— begin —

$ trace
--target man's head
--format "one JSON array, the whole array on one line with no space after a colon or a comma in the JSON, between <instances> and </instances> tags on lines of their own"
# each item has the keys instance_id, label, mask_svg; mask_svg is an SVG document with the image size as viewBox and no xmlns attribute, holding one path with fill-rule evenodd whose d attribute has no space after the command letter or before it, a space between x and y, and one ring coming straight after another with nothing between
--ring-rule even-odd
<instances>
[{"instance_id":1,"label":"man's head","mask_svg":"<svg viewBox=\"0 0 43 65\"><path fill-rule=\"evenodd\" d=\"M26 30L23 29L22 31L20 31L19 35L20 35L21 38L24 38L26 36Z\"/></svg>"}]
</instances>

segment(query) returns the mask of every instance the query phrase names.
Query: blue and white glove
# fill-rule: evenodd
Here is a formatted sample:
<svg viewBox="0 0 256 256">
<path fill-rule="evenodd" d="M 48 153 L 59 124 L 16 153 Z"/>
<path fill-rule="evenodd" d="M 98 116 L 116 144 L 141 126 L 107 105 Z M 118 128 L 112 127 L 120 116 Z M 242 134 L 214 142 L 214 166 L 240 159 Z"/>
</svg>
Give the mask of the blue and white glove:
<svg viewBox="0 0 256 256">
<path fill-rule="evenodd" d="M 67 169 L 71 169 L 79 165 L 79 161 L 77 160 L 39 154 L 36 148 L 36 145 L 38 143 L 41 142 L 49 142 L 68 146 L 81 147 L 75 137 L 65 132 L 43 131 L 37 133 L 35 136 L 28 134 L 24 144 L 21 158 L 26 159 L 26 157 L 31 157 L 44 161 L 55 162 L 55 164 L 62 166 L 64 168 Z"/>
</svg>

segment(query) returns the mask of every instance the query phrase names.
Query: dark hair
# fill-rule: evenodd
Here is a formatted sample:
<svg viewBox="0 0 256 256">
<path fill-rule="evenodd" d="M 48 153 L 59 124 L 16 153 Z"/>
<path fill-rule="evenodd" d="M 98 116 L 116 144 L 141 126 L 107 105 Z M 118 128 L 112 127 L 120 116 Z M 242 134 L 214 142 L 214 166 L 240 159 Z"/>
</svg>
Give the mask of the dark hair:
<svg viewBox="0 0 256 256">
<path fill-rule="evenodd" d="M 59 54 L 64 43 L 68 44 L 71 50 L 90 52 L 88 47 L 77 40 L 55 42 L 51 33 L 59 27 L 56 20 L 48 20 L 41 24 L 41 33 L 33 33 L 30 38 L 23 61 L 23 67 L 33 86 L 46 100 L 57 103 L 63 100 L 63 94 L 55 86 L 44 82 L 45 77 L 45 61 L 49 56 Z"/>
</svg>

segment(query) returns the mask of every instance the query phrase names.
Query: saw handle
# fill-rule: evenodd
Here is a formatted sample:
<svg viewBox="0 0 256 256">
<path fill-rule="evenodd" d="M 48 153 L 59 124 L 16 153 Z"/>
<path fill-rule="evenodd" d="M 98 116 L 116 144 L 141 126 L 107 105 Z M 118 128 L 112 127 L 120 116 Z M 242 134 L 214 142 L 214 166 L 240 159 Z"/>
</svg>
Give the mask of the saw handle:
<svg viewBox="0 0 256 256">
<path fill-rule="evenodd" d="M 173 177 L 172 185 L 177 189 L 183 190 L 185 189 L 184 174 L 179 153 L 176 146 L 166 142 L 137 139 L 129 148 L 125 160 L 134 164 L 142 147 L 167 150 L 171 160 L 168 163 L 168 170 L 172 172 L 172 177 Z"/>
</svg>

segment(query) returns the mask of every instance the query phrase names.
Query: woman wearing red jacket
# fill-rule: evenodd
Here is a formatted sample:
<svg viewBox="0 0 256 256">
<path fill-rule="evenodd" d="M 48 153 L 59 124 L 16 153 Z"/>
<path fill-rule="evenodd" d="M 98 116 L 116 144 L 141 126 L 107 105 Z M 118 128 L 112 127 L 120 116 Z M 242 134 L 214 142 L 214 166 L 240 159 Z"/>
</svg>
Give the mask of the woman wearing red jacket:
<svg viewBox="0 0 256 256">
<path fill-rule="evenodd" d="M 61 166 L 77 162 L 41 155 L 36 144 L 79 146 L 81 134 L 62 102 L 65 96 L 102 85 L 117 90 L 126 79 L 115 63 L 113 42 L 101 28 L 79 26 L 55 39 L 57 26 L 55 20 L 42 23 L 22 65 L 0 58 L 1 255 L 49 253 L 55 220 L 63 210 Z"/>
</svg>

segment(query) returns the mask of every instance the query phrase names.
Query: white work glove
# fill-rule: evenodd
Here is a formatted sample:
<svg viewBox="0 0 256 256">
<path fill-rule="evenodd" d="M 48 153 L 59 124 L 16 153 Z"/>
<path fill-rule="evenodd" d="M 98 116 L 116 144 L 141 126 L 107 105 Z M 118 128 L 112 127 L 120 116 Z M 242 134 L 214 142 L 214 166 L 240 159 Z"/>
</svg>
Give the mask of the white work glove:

— end —

STATED GOAL = Reproduce all of the data above line for line, keeping every character unchanged.

ANSWER BELOW =
$ trace
--target man's head
--format "one JSON array, the whole array on one line with no space after a colon or a comma in the JSON, between <instances> and </instances> tags on lines of their own"
# each item has the keys instance_id, label, mask_svg; mask_svg is an SVG document with the image size as viewBox and no xmlns attribute, holding one path with fill-rule evenodd whose d attribute has no space after the command letter or before it, a space between x and y, and one ring coming straight after another with nothing between
--ring-rule even-odd
<instances>
[{"instance_id":1,"label":"man's head","mask_svg":"<svg viewBox=\"0 0 43 65\"><path fill-rule=\"evenodd\" d=\"M26 30L23 29L22 31L20 31L19 35L20 35L21 38L24 38L26 36Z\"/></svg>"}]
</instances>

segment(query) returns the mask of every instance the query phrase names.
Query: blue and white glove
# fill-rule: evenodd
Here is a formatted sample:
<svg viewBox="0 0 256 256">
<path fill-rule="evenodd" d="M 48 153 L 59 124 L 16 153 Z"/>
<path fill-rule="evenodd" d="M 98 116 L 116 144 L 141 126 L 107 105 Z M 118 128 L 112 127 L 120 116 Z M 242 134 L 214 142 L 214 166 L 240 159 Z"/>
</svg>
Give the mask of the blue and white glove:
<svg viewBox="0 0 256 256">
<path fill-rule="evenodd" d="M 67 169 L 71 169 L 79 165 L 79 161 L 77 160 L 39 154 L 36 148 L 36 145 L 38 143 L 41 142 L 49 142 L 68 146 L 81 147 L 75 137 L 65 132 L 43 131 L 37 133 L 35 136 L 28 134 L 24 144 L 21 158 L 26 159 L 26 157 L 31 157 L 44 161 L 55 162 L 55 164 L 62 166 L 64 168 Z"/>
</svg>

segment(query) returns the mask of every instance the query phrase names.
Query: dark hair
# fill-rule: evenodd
Here is a formatted sample:
<svg viewBox="0 0 256 256">
<path fill-rule="evenodd" d="M 48 153 L 59 124 L 16 153 Z"/>
<path fill-rule="evenodd" d="M 98 116 L 116 144 L 141 126 L 107 105 Z M 118 128 L 112 127 L 120 116 Z M 242 134 L 214 142 L 214 166 L 240 159 Z"/>
</svg>
Give the mask of the dark hair:
<svg viewBox="0 0 256 256">
<path fill-rule="evenodd" d="M 59 54 L 64 43 L 68 44 L 71 50 L 90 52 L 88 47 L 77 40 L 55 42 L 51 33 L 59 27 L 56 20 L 48 20 L 41 24 L 41 33 L 33 33 L 30 38 L 23 61 L 23 67 L 33 86 L 46 100 L 57 103 L 63 100 L 63 94 L 55 86 L 44 82 L 45 77 L 45 61 L 49 56 Z"/>
</svg>

segment(query) returns the mask of every instance the query phrase names.
Query: saw handle
# fill-rule: evenodd
Here is a formatted sample:
<svg viewBox="0 0 256 256">
<path fill-rule="evenodd" d="M 48 153 L 59 124 L 16 153 Z"/>
<path fill-rule="evenodd" d="M 98 116 L 116 144 L 141 126 L 107 105 Z M 118 128 L 112 127 L 120 116 Z M 242 134 L 214 142 L 214 166 L 240 159 Z"/>
</svg>
Give the mask of the saw handle:
<svg viewBox="0 0 256 256">
<path fill-rule="evenodd" d="M 173 177 L 172 185 L 177 189 L 183 190 L 185 189 L 184 174 L 179 153 L 176 146 L 166 142 L 137 139 L 129 148 L 125 160 L 134 164 L 142 147 L 167 150 L 171 160 L 168 163 L 168 170 L 172 172 L 172 177 Z"/>
</svg>

segment(query) returns the mask of every instance the query phrase names.
Query: woman wearing red jacket
# fill-rule: evenodd
Here is a formatted sample:
<svg viewBox="0 0 256 256">
<path fill-rule="evenodd" d="M 48 153 L 59 124 L 16 153 Z"/>
<path fill-rule="evenodd" d="M 98 116 L 116 144 L 141 126 L 107 105 Z M 118 128 L 112 127 L 120 116 Z M 242 134 L 214 142 L 214 166 L 240 159 Z"/>
</svg>
Give the mask of the woman wearing red jacket:
<svg viewBox="0 0 256 256">
<path fill-rule="evenodd" d="M 61 166 L 77 162 L 41 155 L 36 144 L 79 146 L 81 134 L 62 102 L 65 96 L 102 85 L 117 90 L 126 79 L 115 63 L 113 42 L 101 28 L 79 26 L 55 39 L 57 26 L 55 20 L 42 23 L 22 65 L 0 58 L 1 255 L 49 253 L 55 220 L 63 210 Z"/>
</svg>

segment(query) returns the mask of every instance the query phrase names.
Query: white work glove
# fill-rule: evenodd
Here is a formatted sample:
<svg viewBox="0 0 256 256">
<path fill-rule="evenodd" d="M 48 153 L 59 124 L 16 153 Z"/>
<path fill-rule="evenodd" d="M 98 116 L 116 144 L 141 126 L 107 105 Z M 118 128 L 112 127 L 120 116 Z M 242 134 L 214 142 L 214 166 L 240 159 Z"/>
</svg>
Give the mask of the white work glove:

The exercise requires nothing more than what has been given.